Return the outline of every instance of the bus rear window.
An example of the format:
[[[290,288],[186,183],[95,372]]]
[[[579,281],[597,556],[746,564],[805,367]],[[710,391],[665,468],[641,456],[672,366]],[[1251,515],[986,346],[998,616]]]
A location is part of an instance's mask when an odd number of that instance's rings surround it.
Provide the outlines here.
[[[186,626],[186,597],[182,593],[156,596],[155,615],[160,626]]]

----------

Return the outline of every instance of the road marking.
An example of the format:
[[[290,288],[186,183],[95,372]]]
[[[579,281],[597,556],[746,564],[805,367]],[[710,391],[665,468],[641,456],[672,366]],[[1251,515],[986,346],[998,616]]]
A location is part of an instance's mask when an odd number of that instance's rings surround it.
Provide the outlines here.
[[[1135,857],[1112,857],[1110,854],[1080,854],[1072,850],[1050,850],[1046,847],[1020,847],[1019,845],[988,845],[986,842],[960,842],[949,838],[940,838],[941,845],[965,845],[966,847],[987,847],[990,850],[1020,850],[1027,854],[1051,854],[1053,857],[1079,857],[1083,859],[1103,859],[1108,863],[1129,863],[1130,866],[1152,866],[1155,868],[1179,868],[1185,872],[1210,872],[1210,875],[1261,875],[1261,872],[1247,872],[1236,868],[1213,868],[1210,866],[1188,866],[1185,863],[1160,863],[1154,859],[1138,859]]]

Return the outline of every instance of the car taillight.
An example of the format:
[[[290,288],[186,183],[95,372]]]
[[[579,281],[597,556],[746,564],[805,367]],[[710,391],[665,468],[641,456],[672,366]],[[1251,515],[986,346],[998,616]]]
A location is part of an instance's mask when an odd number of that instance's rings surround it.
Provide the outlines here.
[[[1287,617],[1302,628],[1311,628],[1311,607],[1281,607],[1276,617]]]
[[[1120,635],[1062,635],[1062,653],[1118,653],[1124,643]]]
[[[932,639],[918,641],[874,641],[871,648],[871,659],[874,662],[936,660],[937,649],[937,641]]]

----------

> **Directions for this task**
Please rewrite everything above from the line containing "Return the outline of every instance of the bus" down to the line containing "[[[186,626],[186,597],[182,593],[156,596],[155,615],[160,626]]]", replacing "rear window" with "back window" and keeping all else the same. Return only those lines.

> **Result below**
Return the outline of every instance of the bus back window.
An example of the format:
[[[290,288],[186,183],[95,372]]]
[[[579,281],[597,556],[746,564],[805,367]],[[710,391],[665,468],[641,456],[672,366]],[[1251,515],[986,346],[998,616]]]
A location is part of an instance's mask when an odd number of that instance's rings surround it.
Provide the outlines here.
[[[186,626],[186,597],[182,593],[156,596],[155,615],[160,626]]]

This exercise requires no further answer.